**Short task A**
In the forum thread, at which resort on Kauai did DRI once buy back units?

**Document segment**
━━━━━━━━━━━━━━━━━━━━━━━━━━━━━━

# [ 2012 ] Does Diamond Resorts (DRI) do "take-backs"?



## Bill4728

Does any know if Diamond Resorts (DRI) is doing any take-backs?  

Let's say You own (free & clear) at a DRI resort and want to give the ownership directly to DRI. Will DRI take it back from you?


----------



## csalter2

*It Depends..*

From what I understand it depends on the resort and if they want it. They used to buy back units on Kauai at The Point on Poipu. However, I have not heard of any recent buybacks.  

You can call DRI to find out.


----------



## timeos2

According to their current web site they do not accept deed backs at this time. They suggest you find a buyer on your own while trying to avoid the many ongoing "timeshare relief" and PCC scams we are all too familiar with.  

If you bought into one of the DRI Trusts then you're in a different situation. The resale of those is at best complicated and any return on your original purchase price is likely to be little or nothing. On the other hand if your ownership is fully paid for- you can't have an outstanding loan - and all you owe each year is the annual fees then by simply failing to pay one year your membership will be terminated. No foreclosure required as it isn't a deeded ownership.  Of course you'd lose any money you paid to buy it but that is usually gone (as in no resale value) anyway so just being out of future fees due may be enough to make that choice attractive to those owners.  DRI just turns around and resells those defaulted times to new buyers as they hold the titles regardless. It may work out for everyone in those cases.


----------



## fluke

They did until right before The Point at Poipu fiasco, they abruptly stopped right before the Special Assesment was announced.  

Initially they were saying it would return in the near future but now they are more vague about whether it will return.

I suspect they were afraid of numerous deedbacks and point surrenders from the Point.  I think it probably will return after the Point at Poipu issue evolves.


----------



## DiamondResorts

*Does Diamond Resorts (DRI) do "take-backs"?*



Bill4728 said:


> Does any know if Diamond Resorts (DRI) is doing any take-backs?
> 
> Let's say You own (free & clear) at a DRI resort and want to give the ownership directly to DRI. Will DRI take it back from you?



Hi Bill
So that we can have a look into your enquiry and respond appropriately, please can you send an e-mail to CustomerServiceSM@diamondresorts.com with your membership details.  We will be sure to get straight back to you with the information which you require.


----------



## amycurl

Kudos to the DRI rep for showing up here, albeit not often. Interesting to know that they are still actively monitoring the forums...


----------



## amycurl

Oops. Duplicate post


----------



## falmouth3

I got an unhappy surprise yesterday.  I tried selling my Polynesian Isles in 2009.  Got an offer and signed a contract with an individual, who apparently was from Diamond Resorts.  Then I heard nothing for months.  Never got my check and the real estate agent they had engaged also never heard anything.

━━━━━━━━━━━━━━━━━━━━━━━━━━━━━━

**Dataset entries**
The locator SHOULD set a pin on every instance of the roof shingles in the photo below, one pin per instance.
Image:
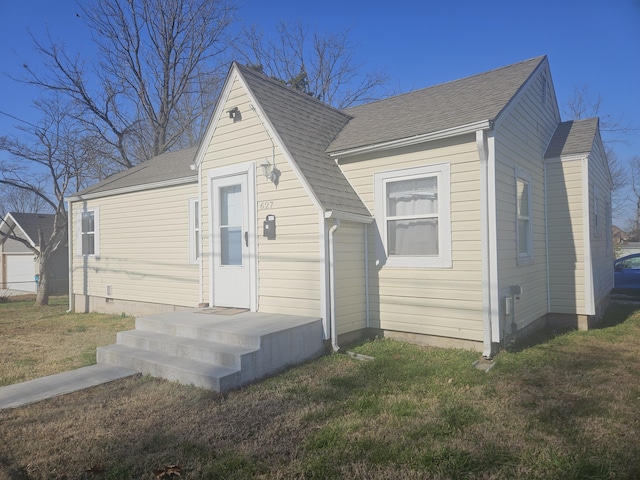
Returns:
(433, 109)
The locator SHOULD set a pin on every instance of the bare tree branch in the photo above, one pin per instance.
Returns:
(52, 162)
(321, 65)
(147, 92)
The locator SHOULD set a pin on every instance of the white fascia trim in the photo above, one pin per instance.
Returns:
(349, 217)
(567, 158)
(16, 224)
(134, 188)
(427, 137)
(589, 299)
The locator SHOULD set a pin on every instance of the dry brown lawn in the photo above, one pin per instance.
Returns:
(39, 341)
(567, 408)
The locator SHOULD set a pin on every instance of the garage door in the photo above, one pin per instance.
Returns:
(20, 270)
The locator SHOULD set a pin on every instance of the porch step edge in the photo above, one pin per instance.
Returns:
(187, 372)
(225, 354)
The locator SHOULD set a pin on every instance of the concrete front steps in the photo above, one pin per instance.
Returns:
(217, 352)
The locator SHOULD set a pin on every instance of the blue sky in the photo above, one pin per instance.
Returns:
(418, 43)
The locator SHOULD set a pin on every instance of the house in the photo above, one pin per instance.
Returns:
(620, 237)
(463, 214)
(18, 263)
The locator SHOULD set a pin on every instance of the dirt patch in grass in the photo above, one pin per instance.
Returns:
(568, 408)
(39, 341)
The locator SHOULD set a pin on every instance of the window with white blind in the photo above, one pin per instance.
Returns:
(524, 232)
(87, 236)
(413, 213)
(194, 230)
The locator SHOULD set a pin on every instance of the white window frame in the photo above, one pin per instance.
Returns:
(524, 257)
(443, 174)
(195, 231)
(81, 233)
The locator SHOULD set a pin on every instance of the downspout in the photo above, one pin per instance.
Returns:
(366, 274)
(200, 265)
(70, 253)
(332, 283)
(483, 153)
(546, 234)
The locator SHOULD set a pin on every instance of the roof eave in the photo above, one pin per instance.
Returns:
(346, 216)
(134, 188)
(417, 139)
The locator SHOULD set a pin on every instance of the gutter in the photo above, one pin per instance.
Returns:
(416, 139)
(332, 279)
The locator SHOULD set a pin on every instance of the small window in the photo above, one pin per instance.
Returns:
(596, 212)
(413, 213)
(88, 232)
(524, 236)
(194, 231)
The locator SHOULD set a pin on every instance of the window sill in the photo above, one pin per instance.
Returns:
(418, 262)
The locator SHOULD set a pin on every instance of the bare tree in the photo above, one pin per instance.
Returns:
(156, 76)
(322, 65)
(17, 200)
(49, 164)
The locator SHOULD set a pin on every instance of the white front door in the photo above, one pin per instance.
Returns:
(231, 242)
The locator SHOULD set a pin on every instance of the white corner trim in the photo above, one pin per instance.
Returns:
(273, 134)
(589, 299)
(483, 153)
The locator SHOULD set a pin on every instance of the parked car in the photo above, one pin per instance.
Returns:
(626, 274)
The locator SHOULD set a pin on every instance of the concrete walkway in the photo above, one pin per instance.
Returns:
(43, 388)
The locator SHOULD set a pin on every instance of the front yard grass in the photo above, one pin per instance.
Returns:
(567, 408)
(39, 341)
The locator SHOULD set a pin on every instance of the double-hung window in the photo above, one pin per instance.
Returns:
(88, 232)
(524, 235)
(413, 214)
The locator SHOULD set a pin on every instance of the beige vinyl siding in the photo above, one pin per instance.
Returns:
(143, 248)
(350, 278)
(566, 236)
(521, 139)
(433, 301)
(14, 246)
(601, 247)
(289, 266)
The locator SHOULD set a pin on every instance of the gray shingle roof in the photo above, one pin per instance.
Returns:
(573, 137)
(441, 107)
(166, 167)
(31, 222)
(307, 126)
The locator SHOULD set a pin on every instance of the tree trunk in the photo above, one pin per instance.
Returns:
(42, 297)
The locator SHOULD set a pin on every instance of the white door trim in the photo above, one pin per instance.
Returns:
(249, 169)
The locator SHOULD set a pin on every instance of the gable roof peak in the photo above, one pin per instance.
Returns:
(249, 70)
(444, 107)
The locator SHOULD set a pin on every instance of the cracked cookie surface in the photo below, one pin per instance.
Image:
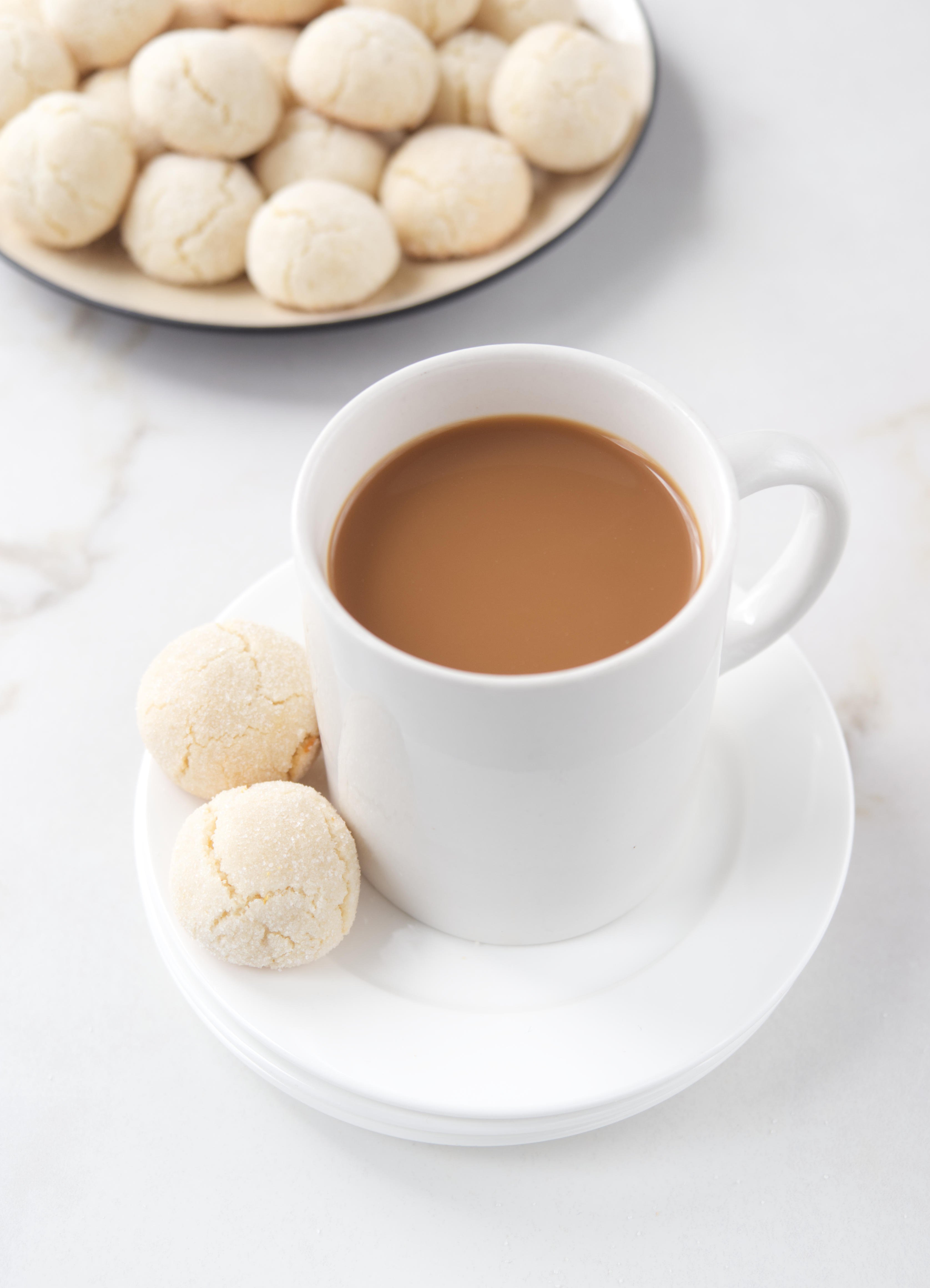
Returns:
(66, 168)
(188, 218)
(266, 876)
(206, 93)
(228, 705)
(321, 245)
(561, 97)
(454, 191)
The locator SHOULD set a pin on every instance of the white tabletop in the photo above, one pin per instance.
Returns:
(768, 258)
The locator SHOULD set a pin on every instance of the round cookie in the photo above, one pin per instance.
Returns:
(266, 876)
(438, 19)
(511, 19)
(66, 169)
(274, 46)
(201, 15)
(110, 88)
(308, 146)
(455, 191)
(559, 96)
(467, 66)
(106, 33)
(188, 218)
(228, 705)
(321, 245)
(33, 62)
(368, 69)
(205, 93)
(274, 11)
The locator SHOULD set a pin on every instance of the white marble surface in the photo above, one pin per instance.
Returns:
(768, 258)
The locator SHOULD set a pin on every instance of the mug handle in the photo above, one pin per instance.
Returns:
(788, 590)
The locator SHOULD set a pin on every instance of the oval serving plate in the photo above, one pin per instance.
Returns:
(105, 276)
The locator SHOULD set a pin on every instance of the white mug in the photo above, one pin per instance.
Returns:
(523, 809)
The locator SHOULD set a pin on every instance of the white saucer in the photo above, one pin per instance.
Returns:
(419, 1035)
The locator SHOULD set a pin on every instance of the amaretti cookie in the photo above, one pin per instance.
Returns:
(274, 11)
(106, 33)
(228, 705)
(438, 19)
(321, 245)
(511, 19)
(66, 169)
(205, 93)
(308, 146)
(368, 69)
(467, 66)
(266, 876)
(110, 88)
(201, 15)
(561, 97)
(274, 46)
(454, 191)
(188, 218)
(33, 62)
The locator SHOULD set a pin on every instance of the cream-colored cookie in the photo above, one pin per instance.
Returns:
(467, 66)
(205, 93)
(110, 88)
(274, 46)
(321, 245)
(454, 191)
(438, 19)
(308, 146)
(266, 876)
(200, 15)
(33, 62)
(511, 19)
(228, 705)
(561, 97)
(368, 69)
(274, 11)
(106, 33)
(188, 218)
(66, 169)
(30, 11)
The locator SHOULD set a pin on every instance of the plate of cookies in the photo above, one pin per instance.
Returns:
(283, 164)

━━━━━━━━━━━━━━━━━━━━━━━━━━━━━━

**Short task B**
Return every line of the entries that contains the word "door".

**Task answer A**
The Point on Poipu

**Task answer B**
The locator SHOULD set a pin on every instance of the garage door in the photo above, one pin per instance.
The locator SHOULD set a pin on every instance of the white front door in the photo above, one pin per instance.
The locator SHOULD set a pin on every instance of the white door trim in the photo above, one pin per instance.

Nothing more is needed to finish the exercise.